#### Location annotation dataset excerpts
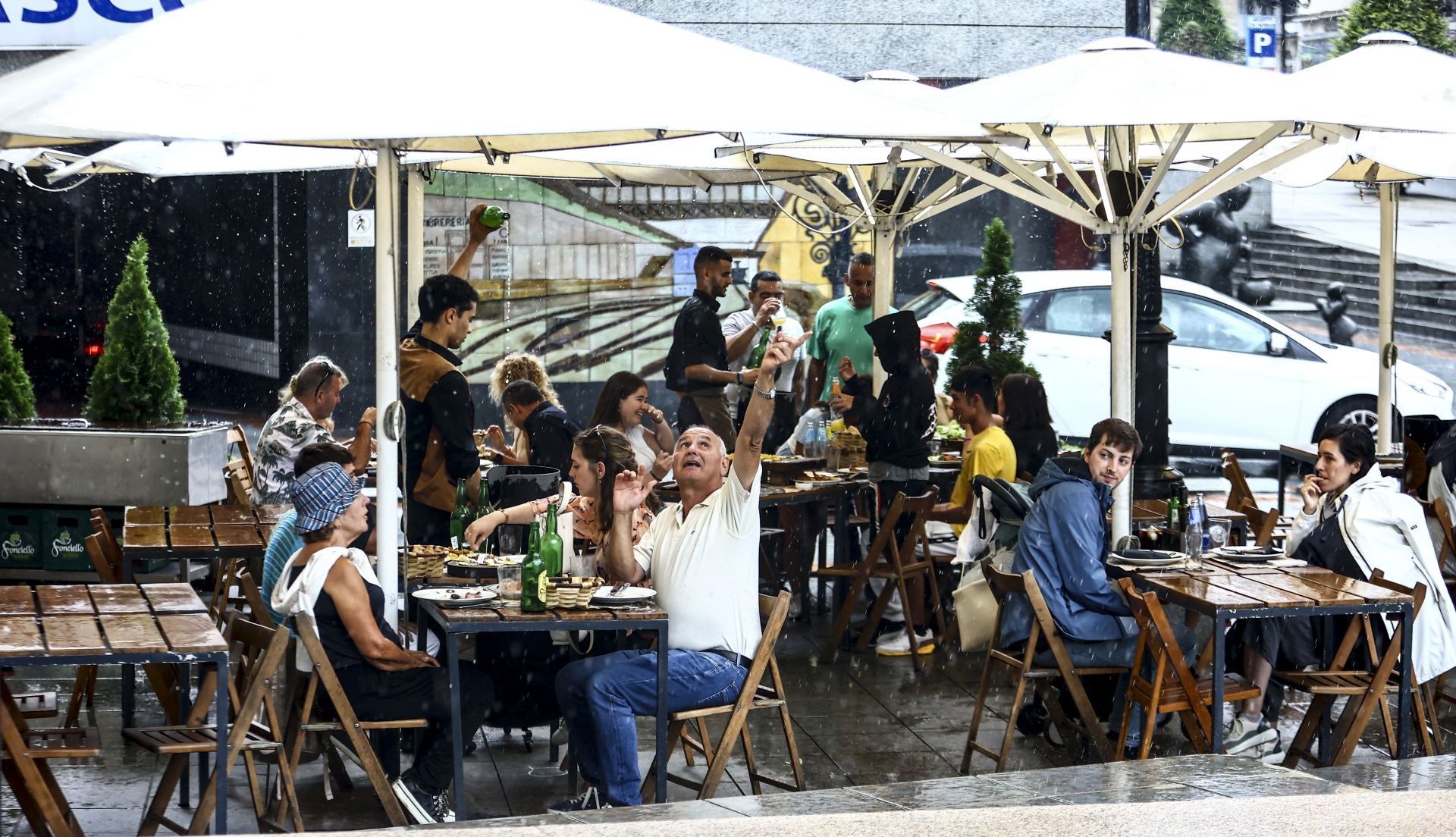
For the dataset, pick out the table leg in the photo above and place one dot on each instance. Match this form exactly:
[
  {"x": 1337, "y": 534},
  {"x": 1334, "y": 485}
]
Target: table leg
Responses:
[
  {"x": 220, "y": 710},
  {"x": 1216, "y": 716},
  {"x": 184, "y": 712},
  {"x": 1404, "y": 701},
  {"x": 661, "y": 713},
  {"x": 456, "y": 731},
  {"x": 1283, "y": 475}
]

#### WHAT THE TASK REQUIRES
Extract every line of text from the records above verbatim, leaving out the pictures.

#### REPLY TO THE EXERCISE
For the dataset, pick out the table leg in the photo above and place one dot on each instance. Match this form exactly:
[
  {"x": 1337, "y": 534},
  {"x": 1334, "y": 485}
]
Target: table leg
Responses:
[
  {"x": 220, "y": 710},
  {"x": 1216, "y": 716},
  {"x": 184, "y": 712},
  {"x": 1404, "y": 701},
  {"x": 661, "y": 713},
  {"x": 456, "y": 731},
  {"x": 1283, "y": 475}
]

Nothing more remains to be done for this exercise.